• Extract provided:
___
Eric Clapton tells a story in his biography. He had to play with Aretha Franklin and suddenly he became very nervous and embarrassed when everybody else was playing from a sheet and he didn't know how to read any of it.

I know to read music because was the first thing that I have learned in music school. But constantly I choose a piano sheet and play to be sure that I keep the speed of reading at a high level. A too long pause can gives me troubles (in the bass clef, never in the treble clef). That's why practicing this skill at piano it's perfect because it force me read both clefs in the same time. biggrin.gif
But overall...learning this it's nothing complicated and if you follow the right steps, things are very easy for understanding.


From my point of view, this ability has many benefits:
- the main priceless thing that a music sheet gives you, it's the precise notation of rhythms.

- playing with other musicians - a music sheet help to avoid confusions (musically and rhythmically).
___
• Stored records:
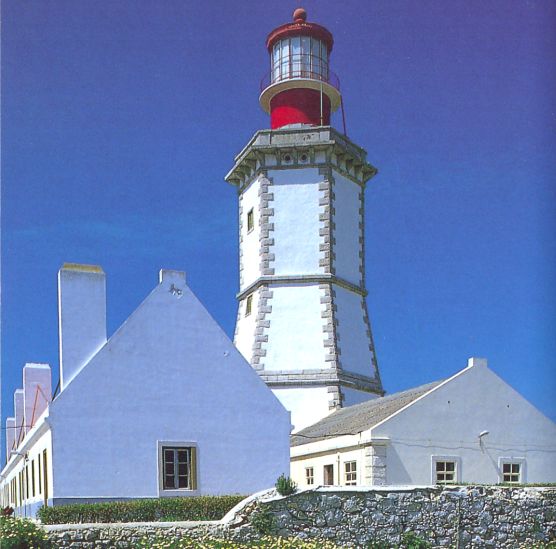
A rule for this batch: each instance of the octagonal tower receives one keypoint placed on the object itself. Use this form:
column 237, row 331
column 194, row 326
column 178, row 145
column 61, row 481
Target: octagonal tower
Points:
___
• Problems to solve:
• A. Answer these from the text about reading sheet music, marking each answer (i), (ii), or (iii):
(i) Who was Eric Clapton playing with when he became nervous?
(ii) In which clef does a pause that runs too long cause the writer trouble?
(iii) What does the writer call the main priceless thing a music sheet gives you?
• B. Edit the text about reading sheet music between "I know to read" and "notation of rhythms.", inclusive, changing "piano" to "keyboard", and give back that passage.
• C. Carry on the text about reading sheet music from its final sentence.

• Results of the tasks:
• A.
(i) Aretha Franklin
(ii) The bass clef
(iii) The precise notation of rhythms

• B.
I know to read music because was the first thing that I have learned in music school. But constantly I choose a keyboard sheet and play to be sure that I keep the speed of reading at a high level. A too long pause can gives me troubles (in the bass clef, never in the treble clef). That's why practicing this skill at keyboard it's perfect because it force me read both clefs in the same time. biggrin.gif
But overall...learning this it's nothing complicated and if you follow the right steps, things are very easy for understanding.


From my point of view, this ability has many benefits:
- the main priceless thing that a music sheet gives you, it's the precise notation of rhythms.

• C.
- if you need to play with an orchestra or to record a particular song for someone, the probability to receive a music sheet and have only 2-3 days to learn this, is big.

- it's good when you want to write your compositions

- playing accuracy - I mean....even if you have perfect ears trained, sometimes if you learn a song by ear and check this with the original music sheet, can you find one or two notes that you not noticed or are played different.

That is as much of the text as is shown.